### EXERCISE:
Convert the material below into a two-column CSV with the header instruction,points. Give each instruction line its own row, paired with the coordinate lines that follow it, and put both in quoted fields with line breaks replaced by spaces.

### PROVIDED INFORMATION:
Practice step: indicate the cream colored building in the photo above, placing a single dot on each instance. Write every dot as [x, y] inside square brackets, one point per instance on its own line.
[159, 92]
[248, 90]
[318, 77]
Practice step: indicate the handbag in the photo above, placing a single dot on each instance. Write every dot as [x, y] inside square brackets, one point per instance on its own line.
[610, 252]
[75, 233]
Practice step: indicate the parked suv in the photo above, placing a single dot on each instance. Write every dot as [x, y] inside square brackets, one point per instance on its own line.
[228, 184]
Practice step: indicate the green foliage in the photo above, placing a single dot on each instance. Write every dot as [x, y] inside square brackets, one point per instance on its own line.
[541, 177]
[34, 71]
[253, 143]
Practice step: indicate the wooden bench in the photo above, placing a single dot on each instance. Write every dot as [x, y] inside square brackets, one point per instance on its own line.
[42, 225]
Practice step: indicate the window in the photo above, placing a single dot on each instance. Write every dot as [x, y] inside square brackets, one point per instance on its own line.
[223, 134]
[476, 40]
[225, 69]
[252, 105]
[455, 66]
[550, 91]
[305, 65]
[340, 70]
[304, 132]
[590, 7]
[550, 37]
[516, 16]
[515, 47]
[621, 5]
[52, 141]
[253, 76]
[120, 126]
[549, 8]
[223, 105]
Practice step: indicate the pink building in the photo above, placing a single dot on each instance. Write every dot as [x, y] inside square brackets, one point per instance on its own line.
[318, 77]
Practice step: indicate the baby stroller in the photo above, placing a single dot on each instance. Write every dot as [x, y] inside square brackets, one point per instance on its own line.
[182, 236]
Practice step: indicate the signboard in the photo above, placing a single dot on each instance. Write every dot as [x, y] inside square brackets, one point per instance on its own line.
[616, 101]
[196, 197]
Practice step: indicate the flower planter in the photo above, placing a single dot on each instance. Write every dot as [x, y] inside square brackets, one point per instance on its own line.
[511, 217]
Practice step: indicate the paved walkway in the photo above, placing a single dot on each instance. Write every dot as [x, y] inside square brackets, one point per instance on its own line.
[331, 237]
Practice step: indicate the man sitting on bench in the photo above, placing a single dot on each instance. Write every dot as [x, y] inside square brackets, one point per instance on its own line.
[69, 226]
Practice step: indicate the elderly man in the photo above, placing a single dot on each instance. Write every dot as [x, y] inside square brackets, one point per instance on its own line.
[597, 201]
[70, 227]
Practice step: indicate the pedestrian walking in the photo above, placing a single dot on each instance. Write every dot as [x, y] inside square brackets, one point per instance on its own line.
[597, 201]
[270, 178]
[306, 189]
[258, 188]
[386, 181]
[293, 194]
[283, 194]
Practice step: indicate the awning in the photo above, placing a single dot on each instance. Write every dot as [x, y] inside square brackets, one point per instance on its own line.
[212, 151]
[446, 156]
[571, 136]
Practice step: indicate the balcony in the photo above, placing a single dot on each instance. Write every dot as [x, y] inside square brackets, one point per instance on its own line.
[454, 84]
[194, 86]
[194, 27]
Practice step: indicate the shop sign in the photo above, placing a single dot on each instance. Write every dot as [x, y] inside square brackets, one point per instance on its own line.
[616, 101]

### SOLVED PROBLEM:
instruction,points
"Practice step: indicate the cream colored building in the photo above, placing a single dot on each instance. Write every dot as [x, y] inside square brackets, one point per instance on its own line.","[159, 92] [248, 90] [318, 77]"
"Practice step: indicate the handbag in the photo above, placing a single dot on each instance. Write every dot as [x, y] inside square brackets, one point per instance on its own line.","[610, 252] [75, 233]"
"Practice step: indicate the parked suv in the photo above, placing a single dot on each instance. Write every dot as [x, y] inside square brackets, one point per instance on its own line.","[228, 184]"
"Practice step: indicate the green foliage in the photo above, placing a single dot on each instance. Write every dot as [x, y] inside square brackets, one point per instance on its own line.","[541, 177] [34, 71] [253, 143]"
"Practice step: indicate the wooden bench in the photo above, placing a single dot on each instance. Write every dot as [x, y] inside square brackets, one point per instance on its own line.","[42, 225]"
"Practice step: indicate the window in the photo above, placing a single dot on each instance. Write every dot as [x, y] inside square brackets, one point per instance on its own line.","[223, 134] [476, 40] [225, 69] [252, 105] [455, 66] [550, 91] [305, 65] [340, 70] [304, 132] [590, 7] [550, 37] [516, 16] [515, 47] [621, 5] [52, 141] [253, 76] [120, 126] [549, 8] [223, 105]"
"Practice step: indicate the pink building in the photo above, placing a single dot on each instance. Write every dot as [x, y] inside square brackets, one point per instance on its own line.","[318, 77]"
"Practice step: indicate the baby stroller in the photo above, placing a single dot on each instance. Write every dot as [x, y] inside square brackets, one point per instance on its own line.","[182, 236]"
"Practice step: indicate the signboard in the photo above, placing a single dot on each instance. Write every dot as [x, y] inside square brackets, one point per instance on its own line.","[616, 101] [196, 197]"
"Practice step: indicate the flower planter in the photo above, placing a single dot on each instance. Write every dot as [x, y] inside square brackets, one point per instance on its own line.","[511, 217]"
"Practice step: indicate the paved walkway in the photo above, placing a single dot on each instance. Write every dot as [x, y] inside square brackets, one point per instance on its own line.","[331, 237]"
"Practice step: indicate the man sitting on bench in the photo above, placing a single dot on each instance. Write every dot as [x, y] inside square brackets, one point per instance on its own line.","[69, 226]"
"Practice step: indicate the elderly man in the photo above, placing a single dot on each instance. Write every dot as [x, y] inside square brackets, one point per instance on its own line.","[597, 201] [70, 227]"
"Practice step: indicate the pedestrian walking in the photo above, placing a single dot on each instance. Write every dot as [x, y] inside square brackets, one point per instance on its own line.","[597, 201] [270, 178] [306, 189] [258, 188] [386, 181] [293, 194] [283, 194]"
"Practice step: indicate the awning in the photo above, placing a single dot on each instance. Write every dot as [x, y] inside square brackets, one point per instance on its own line.","[212, 151] [446, 156] [571, 136]"
"Practice step: indicate the balcony in the photo above, placing a single dot on each instance. Write every dot as [x, y] inside square brackets, one point per instance on its own line.","[454, 84] [194, 86] [194, 27]"
"Practice step: indicate the shop sign in the photo above, placing a single dot on each instance. Write every dot as [x, y] inside square brackets, one point per instance on its own line.","[616, 101]"